- **Source**

But what appears to be an issue for consumers has become opportunity for gas retailers as, according to the state, summer prices resulted in record refiner profits of $63 billion in just 90 days.

“We’ve seen the profits for the oil refiners in California double this year. The profits here are 30% greater profit than they make anywhere else,“ Jamie Court, the president of Consumer Watchdog, said on NewsNation’s “Rush Hour” Monday.  

At California’s capitol today, a special legislative session was convened by Gov. Gavin Newsom who hopes to pass a windfall profits tax.

The industry is pushing back, pointing to issues such as limited supply, production costs and the nation’s highest gas taxes.

“When you look at those types of policies, that’s at the root of all this and that’s where the governor really could make a difference if he wanted to look at these policies rather than add to them,” Kevin Slagle of the Western States Petroleum Association said during “Rush Hour” on Monday.

As of Monday, Dec. 5, the average price for regular in California remains the country’s highest at $4.67 — a dollar more than the national average of $3.36. Texans have the least expensive gas, paying just $2.72 a gallon.

The California action comes after five major refiners — Valero, Phillips 66, Chevron, Marathon and PBF — failed to show up at a state hearing last week.

- **Exercises**
**A)** In the California gas price article, what average price for regular gas did California have as of Monday, Dec. 5?
**B)** Continue the California gas price article after its final sentence.
The data that follows is separate from the California gas price article.

- **Dataset excerpts**
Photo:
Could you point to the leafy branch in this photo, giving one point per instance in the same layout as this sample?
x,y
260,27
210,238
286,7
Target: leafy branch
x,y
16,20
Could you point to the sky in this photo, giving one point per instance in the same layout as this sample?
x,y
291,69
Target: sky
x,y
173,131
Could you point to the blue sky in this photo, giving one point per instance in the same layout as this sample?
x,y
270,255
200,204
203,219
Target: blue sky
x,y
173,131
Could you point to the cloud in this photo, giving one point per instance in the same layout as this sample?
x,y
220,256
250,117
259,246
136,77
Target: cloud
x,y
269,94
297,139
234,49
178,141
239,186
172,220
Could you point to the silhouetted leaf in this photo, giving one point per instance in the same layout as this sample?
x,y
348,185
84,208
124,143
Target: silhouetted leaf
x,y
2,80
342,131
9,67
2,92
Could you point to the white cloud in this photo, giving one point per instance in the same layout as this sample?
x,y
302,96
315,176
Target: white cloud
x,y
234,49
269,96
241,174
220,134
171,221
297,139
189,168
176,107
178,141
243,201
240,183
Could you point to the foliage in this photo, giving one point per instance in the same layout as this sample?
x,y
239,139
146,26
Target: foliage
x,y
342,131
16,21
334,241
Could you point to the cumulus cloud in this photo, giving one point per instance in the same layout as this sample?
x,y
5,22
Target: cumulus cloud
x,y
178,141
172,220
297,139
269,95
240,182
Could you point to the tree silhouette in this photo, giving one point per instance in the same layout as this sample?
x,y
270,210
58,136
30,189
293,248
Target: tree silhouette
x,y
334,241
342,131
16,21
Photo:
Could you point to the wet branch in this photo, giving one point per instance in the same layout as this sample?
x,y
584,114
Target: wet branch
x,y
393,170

- **Expected answers**
**A)** $4.67 a gallon.

**B)**
The governor wants more price transparency from refiners.

“We should be paying $.69 more per gallon, we shouldn’t be paying $2.69 more per gallon which is what we were doing this year,” Court said. 

But some say a windfall profit tax is not the answer.

“You don’t help them by putting in price controls. That makes it less likely that these people will stay in business — that the petroleum producers will want to supply gasoline to California — so, down the road, it will be even worse,” David Kreutzer, a senior economist for the Institute For Energy Research, said.

Anything to bring down prices is popular with consumers but the legislative fate of a so-called profits gauging penalty is uncertain, as California has already moved to ban the sales of all new gas-powered vehicles by 2035.